Task to complete =>
For each line of the data below that holds "after", copy the line.

Supplied material =>
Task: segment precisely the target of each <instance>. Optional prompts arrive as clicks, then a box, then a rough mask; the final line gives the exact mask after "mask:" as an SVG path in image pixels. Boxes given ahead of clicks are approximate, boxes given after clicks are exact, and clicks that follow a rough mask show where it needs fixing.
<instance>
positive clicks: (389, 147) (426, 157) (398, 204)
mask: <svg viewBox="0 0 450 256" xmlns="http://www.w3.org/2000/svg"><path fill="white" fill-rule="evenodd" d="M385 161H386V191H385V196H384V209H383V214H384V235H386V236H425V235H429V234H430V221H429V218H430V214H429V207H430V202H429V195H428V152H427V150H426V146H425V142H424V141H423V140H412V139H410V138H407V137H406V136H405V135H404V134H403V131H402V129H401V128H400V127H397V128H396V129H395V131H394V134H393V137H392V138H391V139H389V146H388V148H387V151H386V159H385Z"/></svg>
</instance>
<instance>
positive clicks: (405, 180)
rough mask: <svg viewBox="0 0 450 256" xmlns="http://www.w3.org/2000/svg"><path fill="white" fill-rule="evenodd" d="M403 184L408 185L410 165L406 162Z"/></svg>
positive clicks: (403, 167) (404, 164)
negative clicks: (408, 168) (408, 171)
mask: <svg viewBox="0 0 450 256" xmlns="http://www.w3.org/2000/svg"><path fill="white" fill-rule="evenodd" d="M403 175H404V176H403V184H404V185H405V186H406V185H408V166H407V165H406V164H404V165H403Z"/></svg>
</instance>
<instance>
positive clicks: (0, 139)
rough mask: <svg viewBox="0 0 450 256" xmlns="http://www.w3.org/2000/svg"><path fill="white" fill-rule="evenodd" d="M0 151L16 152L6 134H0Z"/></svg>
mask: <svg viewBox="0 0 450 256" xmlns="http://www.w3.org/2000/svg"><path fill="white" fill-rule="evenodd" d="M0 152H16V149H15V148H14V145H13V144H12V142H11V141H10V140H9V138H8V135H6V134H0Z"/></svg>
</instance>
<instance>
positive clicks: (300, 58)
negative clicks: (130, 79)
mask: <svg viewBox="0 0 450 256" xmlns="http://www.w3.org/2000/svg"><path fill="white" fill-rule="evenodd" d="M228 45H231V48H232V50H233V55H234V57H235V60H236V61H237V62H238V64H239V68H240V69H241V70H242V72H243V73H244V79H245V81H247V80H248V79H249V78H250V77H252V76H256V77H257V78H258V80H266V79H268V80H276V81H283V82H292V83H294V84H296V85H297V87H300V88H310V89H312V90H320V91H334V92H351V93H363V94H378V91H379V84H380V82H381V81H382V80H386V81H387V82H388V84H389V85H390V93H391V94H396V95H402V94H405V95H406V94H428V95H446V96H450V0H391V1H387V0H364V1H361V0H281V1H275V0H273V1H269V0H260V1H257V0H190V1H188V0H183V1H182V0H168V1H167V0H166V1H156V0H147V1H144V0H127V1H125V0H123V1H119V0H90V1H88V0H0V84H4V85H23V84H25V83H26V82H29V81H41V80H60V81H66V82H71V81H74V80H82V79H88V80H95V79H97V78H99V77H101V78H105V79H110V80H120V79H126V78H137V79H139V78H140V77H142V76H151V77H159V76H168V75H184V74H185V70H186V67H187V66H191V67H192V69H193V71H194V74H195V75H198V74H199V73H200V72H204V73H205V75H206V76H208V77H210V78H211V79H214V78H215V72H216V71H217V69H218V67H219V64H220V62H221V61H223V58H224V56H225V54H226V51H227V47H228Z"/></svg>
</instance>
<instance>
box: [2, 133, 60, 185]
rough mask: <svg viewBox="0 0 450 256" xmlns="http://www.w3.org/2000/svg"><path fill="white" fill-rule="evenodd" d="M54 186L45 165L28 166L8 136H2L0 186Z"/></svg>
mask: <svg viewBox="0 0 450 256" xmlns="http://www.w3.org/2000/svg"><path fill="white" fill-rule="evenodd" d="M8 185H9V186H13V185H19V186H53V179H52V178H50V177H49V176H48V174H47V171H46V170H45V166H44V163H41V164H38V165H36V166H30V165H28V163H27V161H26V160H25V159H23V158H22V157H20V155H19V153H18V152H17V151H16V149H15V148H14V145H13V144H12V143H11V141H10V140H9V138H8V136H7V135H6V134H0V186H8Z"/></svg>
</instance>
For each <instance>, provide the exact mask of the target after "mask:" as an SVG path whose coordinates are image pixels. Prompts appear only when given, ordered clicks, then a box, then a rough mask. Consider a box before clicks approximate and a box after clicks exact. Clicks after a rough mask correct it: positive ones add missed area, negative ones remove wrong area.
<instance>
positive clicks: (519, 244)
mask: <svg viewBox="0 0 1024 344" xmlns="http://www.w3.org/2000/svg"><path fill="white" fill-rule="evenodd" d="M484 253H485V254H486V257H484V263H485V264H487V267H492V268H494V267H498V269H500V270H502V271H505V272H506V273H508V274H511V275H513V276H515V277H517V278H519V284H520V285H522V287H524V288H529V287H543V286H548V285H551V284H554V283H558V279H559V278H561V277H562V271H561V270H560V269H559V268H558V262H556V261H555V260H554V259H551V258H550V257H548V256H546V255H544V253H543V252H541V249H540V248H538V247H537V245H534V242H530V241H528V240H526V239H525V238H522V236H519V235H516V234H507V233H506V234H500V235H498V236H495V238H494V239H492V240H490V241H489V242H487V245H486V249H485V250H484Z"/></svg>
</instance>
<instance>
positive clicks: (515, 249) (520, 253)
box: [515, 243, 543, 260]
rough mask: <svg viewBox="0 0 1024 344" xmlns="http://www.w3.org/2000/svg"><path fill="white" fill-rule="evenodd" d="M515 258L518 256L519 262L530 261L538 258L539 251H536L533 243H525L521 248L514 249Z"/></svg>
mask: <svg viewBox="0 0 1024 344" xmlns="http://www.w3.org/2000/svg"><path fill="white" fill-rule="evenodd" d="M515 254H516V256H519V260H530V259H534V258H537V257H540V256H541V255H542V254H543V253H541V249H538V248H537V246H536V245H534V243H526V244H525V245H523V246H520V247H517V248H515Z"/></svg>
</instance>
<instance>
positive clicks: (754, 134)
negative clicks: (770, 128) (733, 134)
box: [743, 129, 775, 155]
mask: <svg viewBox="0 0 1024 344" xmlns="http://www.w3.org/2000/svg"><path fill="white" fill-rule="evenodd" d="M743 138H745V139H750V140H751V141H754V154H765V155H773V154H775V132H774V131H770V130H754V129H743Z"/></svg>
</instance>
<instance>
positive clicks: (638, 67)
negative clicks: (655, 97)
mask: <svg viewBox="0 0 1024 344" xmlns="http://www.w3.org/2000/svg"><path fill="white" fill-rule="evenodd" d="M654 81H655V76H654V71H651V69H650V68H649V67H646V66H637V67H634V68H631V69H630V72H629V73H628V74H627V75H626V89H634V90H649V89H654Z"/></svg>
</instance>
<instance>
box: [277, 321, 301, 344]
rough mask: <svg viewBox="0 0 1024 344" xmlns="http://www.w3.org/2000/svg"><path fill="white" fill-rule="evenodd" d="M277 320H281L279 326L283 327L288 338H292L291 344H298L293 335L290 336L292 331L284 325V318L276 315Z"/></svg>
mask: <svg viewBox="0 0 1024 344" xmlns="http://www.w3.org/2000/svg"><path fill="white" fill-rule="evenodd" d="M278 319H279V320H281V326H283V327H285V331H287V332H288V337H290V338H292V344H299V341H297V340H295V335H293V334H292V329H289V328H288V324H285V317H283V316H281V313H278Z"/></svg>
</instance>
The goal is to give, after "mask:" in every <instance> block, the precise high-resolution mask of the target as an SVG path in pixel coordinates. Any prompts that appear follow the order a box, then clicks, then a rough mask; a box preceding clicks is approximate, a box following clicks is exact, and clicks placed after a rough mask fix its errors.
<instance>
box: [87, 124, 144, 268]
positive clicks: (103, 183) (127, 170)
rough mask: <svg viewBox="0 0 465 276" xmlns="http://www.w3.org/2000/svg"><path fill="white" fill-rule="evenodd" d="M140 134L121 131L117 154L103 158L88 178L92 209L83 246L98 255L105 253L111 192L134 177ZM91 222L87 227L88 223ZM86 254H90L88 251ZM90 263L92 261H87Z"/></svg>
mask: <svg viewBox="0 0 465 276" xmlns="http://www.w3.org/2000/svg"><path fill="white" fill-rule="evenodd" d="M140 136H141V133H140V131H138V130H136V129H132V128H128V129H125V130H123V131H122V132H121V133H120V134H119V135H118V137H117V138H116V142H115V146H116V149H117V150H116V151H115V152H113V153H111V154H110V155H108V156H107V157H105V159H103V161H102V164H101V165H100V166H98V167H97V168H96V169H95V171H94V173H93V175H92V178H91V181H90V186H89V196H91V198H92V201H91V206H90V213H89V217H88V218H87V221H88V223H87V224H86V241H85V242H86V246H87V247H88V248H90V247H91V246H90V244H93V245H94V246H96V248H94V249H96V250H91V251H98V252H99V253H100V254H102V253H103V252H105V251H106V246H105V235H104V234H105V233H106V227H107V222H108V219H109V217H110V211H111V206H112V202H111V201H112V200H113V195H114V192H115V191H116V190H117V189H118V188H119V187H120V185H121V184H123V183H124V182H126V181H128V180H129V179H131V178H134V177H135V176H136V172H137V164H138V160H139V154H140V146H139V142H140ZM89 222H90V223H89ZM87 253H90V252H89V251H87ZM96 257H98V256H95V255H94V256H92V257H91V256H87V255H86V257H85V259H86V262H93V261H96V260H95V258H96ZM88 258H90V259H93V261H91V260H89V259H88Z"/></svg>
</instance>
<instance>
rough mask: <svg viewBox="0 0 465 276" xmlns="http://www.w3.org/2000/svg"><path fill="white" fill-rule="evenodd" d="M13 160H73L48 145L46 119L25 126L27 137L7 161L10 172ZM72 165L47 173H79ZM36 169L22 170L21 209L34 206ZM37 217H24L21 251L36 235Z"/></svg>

Written solution =>
Task: segment precisely the target of each <instance>. Optional prompts arrive as clicks, then a box, then a rough mask; the final line gives the exact mask after "mask:" as an SVG path in image pixels. Boxes given ahead of clicks are approximate, boxes given after clicks are exact, and clicks that follow a rough mask show where it needs fixing.
For each <instance>, provide the exact mask of the target after "mask:" as an SVG path whose coordinates are image pixels. Prompts appear only when given, ordered clicks, then a box, then a rough mask. Consider a box before clicks approximate and a box after clicks exact. Clicks after a rough mask correct it: positive ones add missed area, negative ones remove wrong area.
The goal is to give, after "mask:" in every <instance> block, the precise high-resolution mask of the target as an SVG path in pixel coordinates. Any prompts that appear follow the order a box, then clicks, then a rough mask; a box preceding clicks is approximate, a box following clicks is exact, and clicks placed after a rough mask fix its errors.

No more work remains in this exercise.